WHAT IS BEING ASKED: Copy the passage about rosette cell size and chlorophyll content word for word, starting at "Additionally, given the" and ending at "level in rosettes.".

Additionally, given the altered rosette area and total biomass of the mutants and OE lines (Figure 3, D and H), we further measured cell size and chlorophyll content of rosettes. The lecrk-VIII.2 mutants developed smaller epidermal cells, and showed lower levels of chlorophyll a and chlorophyll b, while the OE lines exhibited opposite phenotypes (Figure 3, M–O). This suggests that LecRK-VIII.2 promotes cell expansion to increase leaf area, and positively regulates the chlorophyll level in rosettes.

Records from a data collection
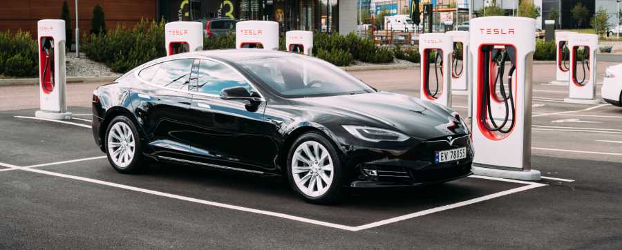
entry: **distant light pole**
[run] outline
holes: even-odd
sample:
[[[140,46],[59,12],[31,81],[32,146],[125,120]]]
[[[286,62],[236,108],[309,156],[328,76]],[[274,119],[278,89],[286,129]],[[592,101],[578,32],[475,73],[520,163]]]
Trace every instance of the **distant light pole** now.
[[[618,25],[616,26],[616,38],[620,39],[620,1],[622,0],[616,0],[618,3]]]
[[[80,28],[78,28],[77,0],[75,0],[75,57],[80,57]]]

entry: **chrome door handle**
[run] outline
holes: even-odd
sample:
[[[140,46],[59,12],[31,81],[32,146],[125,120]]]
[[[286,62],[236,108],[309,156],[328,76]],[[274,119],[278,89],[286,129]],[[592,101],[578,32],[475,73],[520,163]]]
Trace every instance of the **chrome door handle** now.
[[[211,108],[211,106],[209,106],[209,104],[200,102],[197,102],[196,106],[198,106],[199,108]]]
[[[266,119],[265,121],[276,126],[281,126],[281,124],[283,124],[283,121],[279,121],[278,119]]]

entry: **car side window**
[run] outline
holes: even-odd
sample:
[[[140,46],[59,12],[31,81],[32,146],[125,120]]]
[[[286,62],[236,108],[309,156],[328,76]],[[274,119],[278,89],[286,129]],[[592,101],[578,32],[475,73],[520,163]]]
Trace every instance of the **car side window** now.
[[[190,84],[190,70],[194,59],[164,61],[153,75],[151,84],[175,89],[187,90]]]
[[[212,21],[211,27],[209,28],[213,29],[222,29],[225,28],[225,22],[222,21]]]
[[[143,68],[142,70],[138,73],[138,77],[147,81],[151,81],[151,79],[153,78],[153,75],[156,75],[156,72],[160,68],[160,64],[158,64]]]
[[[242,86],[251,92],[251,86],[239,73],[219,62],[202,59],[198,68],[199,93],[220,95],[225,88]]]

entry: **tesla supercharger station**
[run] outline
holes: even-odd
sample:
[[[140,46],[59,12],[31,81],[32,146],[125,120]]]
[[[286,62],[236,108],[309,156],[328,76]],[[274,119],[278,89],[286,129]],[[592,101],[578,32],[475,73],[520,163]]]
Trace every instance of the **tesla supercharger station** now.
[[[173,21],[164,26],[167,55],[203,49],[202,24],[198,21]]]
[[[39,44],[39,100],[41,110],[35,116],[70,119],[65,102],[65,21],[39,20],[37,23]]]
[[[279,50],[279,23],[243,21],[236,24],[236,48]]]
[[[469,32],[448,31],[453,36],[453,55],[451,60],[452,94],[460,91],[466,95],[469,73]],[[458,53],[460,53],[458,55]]]
[[[285,46],[288,51],[311,55],[313,50],[313,32],[305,30],[291,30],[285,33]]]
[[[453,54],[451,59],[451,95],[466,95],[466,117],[471,118],[471,74],[473,59],[469,56],[468,31],[448,31],[453,36]],[[460,53],[460,54],[458,54]]]
[[[568,39],[570,35],[576,34],[574,32],[558,31],[555,32],[555,80],[551,81],[554,85],[568,85],[569,72],[570,71],[570,50],[568,48]]]
[[[451,54],[453,37],[443,33],[422,34],[419,37],[421,53],[421,99],[450,106],[451,105]]]
[[[530,162],[534,26],[525,17],[471,20],[475,174],[540,180]]]
[[[565,102],[594,104],[596,90],[596,52],[599,37],[593,34],[573,34],[568,41],[570,50],[570,88],[569,97]]]

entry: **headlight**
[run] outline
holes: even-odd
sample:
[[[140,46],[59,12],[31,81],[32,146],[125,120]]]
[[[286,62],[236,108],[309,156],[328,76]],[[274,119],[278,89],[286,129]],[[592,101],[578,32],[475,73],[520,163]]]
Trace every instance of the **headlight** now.
[[[342,126],[354,137],[368,142],[404,142],[409,138],[408,135],[387,129],[364,126],[343,125]]]

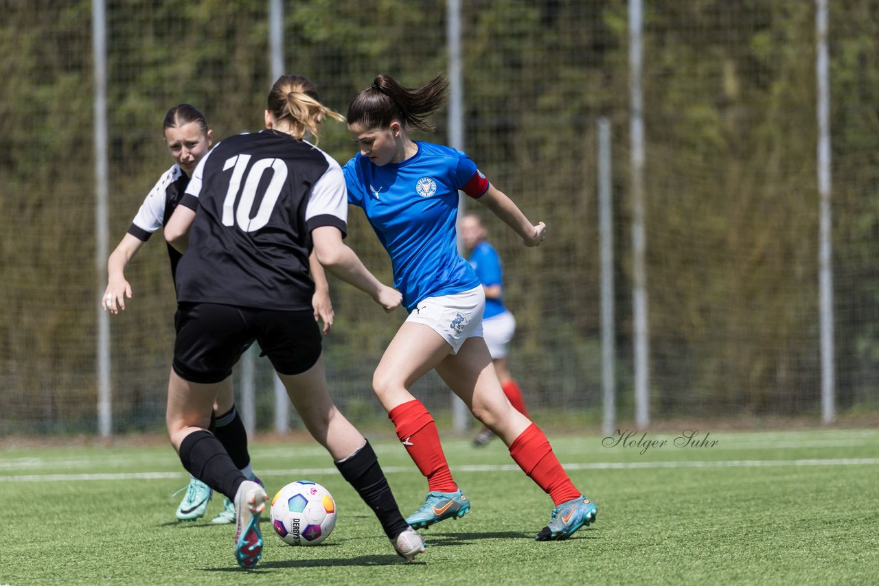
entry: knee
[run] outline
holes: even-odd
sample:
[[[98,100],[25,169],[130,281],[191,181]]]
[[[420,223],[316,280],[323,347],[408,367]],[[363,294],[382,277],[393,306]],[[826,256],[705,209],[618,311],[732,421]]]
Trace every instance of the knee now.
[[[474,403],[473,416],[490,430],[496,429],[504,421],[504,413],[498,405]]]
[[[373,373],[373,390],[379,397],[388,396],[399,386],[399,382],[392,373],[378,369]]]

WRITTEN ANSWER:
Additionally, given the altered rosette area and total biomass of the mutants and OE lines (Figure 3, D and H), we further measured cell size and chlorophyll content of rosettes. The lecrk-VIII.2 mutants developed smaller epidermal cells, and showed lower levels of chlorophyll a and chlorophyll b, while the OE lines exhibited opposite phenotypes (Figure 3, M–O). This suggests that LecRK-VIII.2 promotes cell expansion to increase leaf area, and positively regulates the chlorophyll level in rosettes.